> [Kutipan Pilihan]
>>
Sepanjang sejarah hingga abad ke-20, menikahkan anak (khususnya perempuan) di usia muda  masih menjadi  norma di sebagian besar dunia. Dengan harapan hidup rata-rata selama masa seperti itu hanya 40 hingga 45 tahun, pernikahan anak adalah cara yang lebih cepat untuk bereproduksi.
Anak perempuan biasanya dinikahkan segera setelah mereka mencapai pubertas atau kadang-kadang bahkan sebelum itu. Namun, pada abad ke-20, ketika negara-negara mulai berkembang, perempuan mulai menerima pendidikan, hak memilih dan hak-hak lainnya dan memasuki angkatan kerja, kondisi ekonomi mereka membaik, dan ada peningkatan besar-besaran dalam harapan hidup rata-rata karena praktik medis lanjutan, praktik perawatan anak. pernikahan mulai dipertanyakan
Selama bertahun-tahun, sejumlah besar alasan telah dikemukakan sebagai pemicu di balik praktik pernikahan anak. Masalah ekonomi telah menjadi salah satu faktor utama yang memaksa orang tua untuk menikahkan gadis-gadis muda mereka.
Sistem mahar yang berlaku di banyak negara di mana orang tua dari anak perempuan harus memberikan uang dalam jumlah besar atau barang dan perhiasan yang mahal kepada keluarga menantu dari anak perempuan mereka telah menyebabkan anak perempuan dianggap sebagai beban dalam rumah tangga tersebut.
Namun, pada abad ke-20, ketika negara-negara mulai berkembang, perempuan mulai menerima pendidikan, hak memilih dan hak-hak lainnya dan memasuki angkatan kerja, kondisi ekonomi mereka membaik, dan ada peningkatan besar-besaran dalam harapan hidup rata-rata karena praktik medis lanjutan, praktik perawatan anak. pernikahan mulai dipertanyakan. Segera, praktik ini hampir menghilang di negara-negara maju di dunia.
Di Indonesia, mempertanyakan dan menyoal pernikahan dini, pertama kali disuarakan Kartini pada 1901, dalam sebuah suratnya kepada Rosa Manuela Abendanon. Seperti surat-surat sebelumnya, isinya lepas dari kegelisahan Kartini menghadapi tradisi pernikahan bangsawan Jawa yang ia anggap kolot.
<<
> [Tujuan Latihan]
Tuliskan lanjutan teks tentang pernikahan anak di atas, dimulai tepat setelah kalimat terakhirnya.

> [Data Mentah]
>>
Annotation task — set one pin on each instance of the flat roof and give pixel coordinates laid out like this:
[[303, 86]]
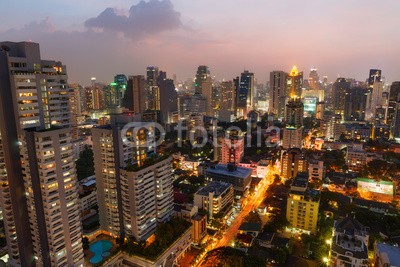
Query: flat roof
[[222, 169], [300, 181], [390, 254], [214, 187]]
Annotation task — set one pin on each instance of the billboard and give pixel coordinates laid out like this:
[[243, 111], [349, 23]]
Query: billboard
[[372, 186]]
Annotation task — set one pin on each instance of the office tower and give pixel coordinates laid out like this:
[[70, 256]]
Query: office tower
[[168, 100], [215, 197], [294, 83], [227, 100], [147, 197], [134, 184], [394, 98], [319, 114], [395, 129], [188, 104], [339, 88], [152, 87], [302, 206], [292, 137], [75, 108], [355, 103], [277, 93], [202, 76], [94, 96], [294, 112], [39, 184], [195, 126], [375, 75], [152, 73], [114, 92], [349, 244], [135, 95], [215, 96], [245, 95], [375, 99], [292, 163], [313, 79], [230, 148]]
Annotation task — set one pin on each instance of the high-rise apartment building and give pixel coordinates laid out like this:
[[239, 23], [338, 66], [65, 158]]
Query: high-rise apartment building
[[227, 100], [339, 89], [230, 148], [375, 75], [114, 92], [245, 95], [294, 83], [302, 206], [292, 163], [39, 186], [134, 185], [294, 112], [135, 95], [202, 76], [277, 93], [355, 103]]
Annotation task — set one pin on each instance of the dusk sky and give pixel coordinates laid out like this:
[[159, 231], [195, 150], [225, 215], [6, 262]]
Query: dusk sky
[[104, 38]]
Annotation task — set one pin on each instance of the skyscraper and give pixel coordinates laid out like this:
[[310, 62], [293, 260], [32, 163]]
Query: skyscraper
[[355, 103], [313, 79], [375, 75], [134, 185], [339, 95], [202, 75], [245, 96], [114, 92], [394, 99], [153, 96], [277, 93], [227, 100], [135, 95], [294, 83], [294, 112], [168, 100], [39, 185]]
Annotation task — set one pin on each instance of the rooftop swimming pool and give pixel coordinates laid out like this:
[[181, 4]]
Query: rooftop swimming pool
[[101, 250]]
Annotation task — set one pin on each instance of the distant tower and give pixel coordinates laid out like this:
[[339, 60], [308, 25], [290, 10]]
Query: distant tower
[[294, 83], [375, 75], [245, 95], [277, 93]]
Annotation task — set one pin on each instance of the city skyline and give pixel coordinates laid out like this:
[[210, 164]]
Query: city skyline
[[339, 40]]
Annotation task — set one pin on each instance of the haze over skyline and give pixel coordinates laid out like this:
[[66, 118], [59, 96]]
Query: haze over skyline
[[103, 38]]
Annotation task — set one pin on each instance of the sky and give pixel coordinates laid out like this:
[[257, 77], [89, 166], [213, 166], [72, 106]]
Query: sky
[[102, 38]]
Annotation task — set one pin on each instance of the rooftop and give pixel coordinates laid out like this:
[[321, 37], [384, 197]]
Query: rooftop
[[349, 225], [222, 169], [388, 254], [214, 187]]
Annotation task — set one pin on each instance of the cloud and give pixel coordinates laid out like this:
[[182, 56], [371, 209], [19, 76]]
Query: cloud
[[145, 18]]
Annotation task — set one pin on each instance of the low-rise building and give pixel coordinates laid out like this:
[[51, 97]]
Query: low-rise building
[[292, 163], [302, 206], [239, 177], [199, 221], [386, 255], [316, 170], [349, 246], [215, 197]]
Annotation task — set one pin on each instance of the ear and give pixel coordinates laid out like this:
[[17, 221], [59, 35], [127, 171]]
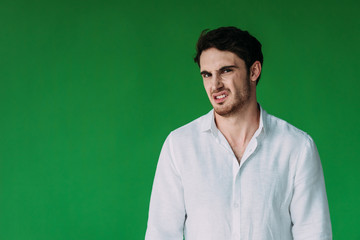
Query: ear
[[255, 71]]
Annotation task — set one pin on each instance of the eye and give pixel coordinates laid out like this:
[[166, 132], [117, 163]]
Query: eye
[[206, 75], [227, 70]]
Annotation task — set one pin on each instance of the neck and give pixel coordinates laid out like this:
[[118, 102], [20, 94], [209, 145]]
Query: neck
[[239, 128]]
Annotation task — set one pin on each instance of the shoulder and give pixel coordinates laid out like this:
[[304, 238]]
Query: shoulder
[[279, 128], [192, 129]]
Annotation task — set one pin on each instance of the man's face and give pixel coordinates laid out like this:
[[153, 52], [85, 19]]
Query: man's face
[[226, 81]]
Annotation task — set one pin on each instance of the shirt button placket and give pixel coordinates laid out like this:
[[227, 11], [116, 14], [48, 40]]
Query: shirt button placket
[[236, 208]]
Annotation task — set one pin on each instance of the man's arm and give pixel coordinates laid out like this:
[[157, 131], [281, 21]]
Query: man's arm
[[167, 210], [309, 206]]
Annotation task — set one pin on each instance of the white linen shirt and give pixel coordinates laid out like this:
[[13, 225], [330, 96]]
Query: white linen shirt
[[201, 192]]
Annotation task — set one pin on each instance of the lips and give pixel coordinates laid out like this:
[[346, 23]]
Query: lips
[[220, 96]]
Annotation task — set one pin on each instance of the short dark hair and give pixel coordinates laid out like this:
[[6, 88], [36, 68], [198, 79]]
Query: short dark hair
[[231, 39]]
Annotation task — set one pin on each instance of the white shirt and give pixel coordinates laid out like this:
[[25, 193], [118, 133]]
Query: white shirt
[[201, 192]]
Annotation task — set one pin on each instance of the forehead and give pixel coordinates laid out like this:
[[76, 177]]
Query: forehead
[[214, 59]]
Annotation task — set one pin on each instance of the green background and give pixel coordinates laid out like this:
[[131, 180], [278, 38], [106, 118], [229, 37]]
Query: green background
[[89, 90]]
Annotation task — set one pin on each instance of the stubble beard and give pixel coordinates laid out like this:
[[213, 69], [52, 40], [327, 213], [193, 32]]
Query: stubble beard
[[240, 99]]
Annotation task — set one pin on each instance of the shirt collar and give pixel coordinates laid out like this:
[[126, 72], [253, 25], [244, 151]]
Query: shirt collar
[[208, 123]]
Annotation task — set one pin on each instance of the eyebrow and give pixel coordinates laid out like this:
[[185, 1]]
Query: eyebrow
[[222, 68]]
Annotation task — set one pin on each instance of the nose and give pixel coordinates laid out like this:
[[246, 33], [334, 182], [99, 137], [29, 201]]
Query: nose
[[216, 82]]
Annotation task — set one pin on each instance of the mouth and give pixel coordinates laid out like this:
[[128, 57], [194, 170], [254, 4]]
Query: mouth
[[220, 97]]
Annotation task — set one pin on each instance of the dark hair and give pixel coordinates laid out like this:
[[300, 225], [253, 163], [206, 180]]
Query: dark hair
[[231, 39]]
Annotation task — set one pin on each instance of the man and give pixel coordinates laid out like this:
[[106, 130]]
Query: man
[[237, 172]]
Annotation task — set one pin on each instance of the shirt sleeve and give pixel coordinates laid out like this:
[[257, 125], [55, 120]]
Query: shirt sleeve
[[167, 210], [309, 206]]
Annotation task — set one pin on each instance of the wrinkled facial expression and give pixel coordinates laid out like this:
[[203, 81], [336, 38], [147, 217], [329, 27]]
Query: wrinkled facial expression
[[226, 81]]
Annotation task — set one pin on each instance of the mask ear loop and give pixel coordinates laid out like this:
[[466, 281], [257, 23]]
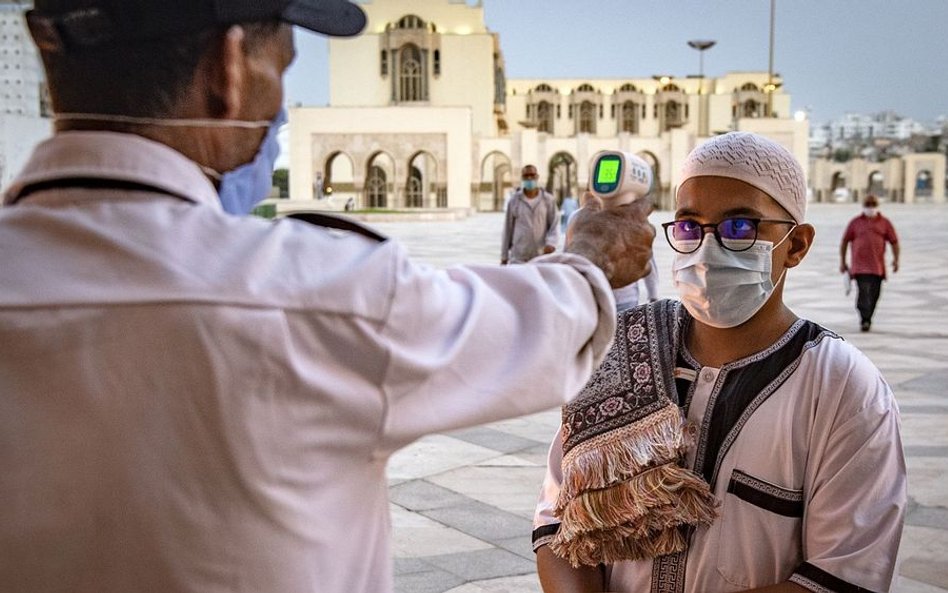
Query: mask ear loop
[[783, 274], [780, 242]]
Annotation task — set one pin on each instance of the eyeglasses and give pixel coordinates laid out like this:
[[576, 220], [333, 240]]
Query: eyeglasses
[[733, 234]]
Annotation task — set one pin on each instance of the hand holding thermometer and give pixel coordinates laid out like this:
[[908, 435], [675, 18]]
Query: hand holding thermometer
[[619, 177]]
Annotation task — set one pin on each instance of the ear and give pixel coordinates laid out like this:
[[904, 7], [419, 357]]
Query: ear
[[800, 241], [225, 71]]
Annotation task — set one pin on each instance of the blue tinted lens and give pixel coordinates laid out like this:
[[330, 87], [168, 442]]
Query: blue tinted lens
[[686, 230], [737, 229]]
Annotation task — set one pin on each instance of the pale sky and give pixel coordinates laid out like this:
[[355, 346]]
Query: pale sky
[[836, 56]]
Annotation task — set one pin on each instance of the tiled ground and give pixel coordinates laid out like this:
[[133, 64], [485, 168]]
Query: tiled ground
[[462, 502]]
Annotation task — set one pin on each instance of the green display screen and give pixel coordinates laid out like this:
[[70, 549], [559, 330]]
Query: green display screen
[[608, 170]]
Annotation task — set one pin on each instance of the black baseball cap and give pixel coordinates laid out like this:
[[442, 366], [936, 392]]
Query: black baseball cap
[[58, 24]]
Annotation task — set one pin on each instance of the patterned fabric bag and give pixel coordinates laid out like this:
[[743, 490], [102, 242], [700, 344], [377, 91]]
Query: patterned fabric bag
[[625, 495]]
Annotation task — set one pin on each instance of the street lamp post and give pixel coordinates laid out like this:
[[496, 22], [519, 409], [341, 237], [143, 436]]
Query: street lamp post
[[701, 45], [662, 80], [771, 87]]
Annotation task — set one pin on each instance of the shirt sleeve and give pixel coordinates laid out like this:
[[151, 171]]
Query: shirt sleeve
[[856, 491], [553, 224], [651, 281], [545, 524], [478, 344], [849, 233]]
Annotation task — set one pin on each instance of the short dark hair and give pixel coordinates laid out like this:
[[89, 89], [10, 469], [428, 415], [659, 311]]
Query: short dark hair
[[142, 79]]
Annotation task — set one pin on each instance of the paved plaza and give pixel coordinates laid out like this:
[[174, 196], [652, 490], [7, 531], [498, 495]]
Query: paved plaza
<<
> [Jawaban Berikut]
Dalam suratnya, Kartini menuturkan kemarahannya terhadap pernikahan putri Bupati Ciamis yang bernama Mini. Menurutnya, pernikahan hanya akan melenyapkan masa depan gadis yang baru berusia 13 tahun. Pada  1914,  Dewi Sartika mengkritisi praktik pernikahan anak ibarat penyakit dalam masyarakat pribumi yang hanya bisa disembuhkan melalui pendidikan.
Kritik bukan hanya dari tokoh perempuan, "Soenting Melajoe" edisi 19 Juni 1914 dalam sebuah artikel yang ditulis  S. Maharadjalelo bertajuk "Anak Perempuan'.  Penulis mengkritisi bahwa yang sebut anak perempuan terlalu muda ( untuk menikah) masa itu pada usia 8 hingga 14 tahun.  Sementara pada usia 15,16,17 tahun tidak boleh lagi disebut terlalu muda.
Namun apabila si anak perempuan itu masih mau dan suka belajar seharusnya orangtuanya menuruti dulu keinginan si anak. Â Bahkan ketika anak perempuannya berusia di atas 18 tahun tetapi masih ingin belajar terus dan belum ingin bersuami, orangtua sebaiknya menuruti, karena si anak merasa belum cukup kepandaiannya.
Jelas bahwa persoalan utama adalah menetapkan usia berapa perempuan paling muda menikah. Dalam artikel itu penulis secara tak langsung mengusulkn  usia 18 tahun adalah usia minimal bagi perempuan untuk menikah.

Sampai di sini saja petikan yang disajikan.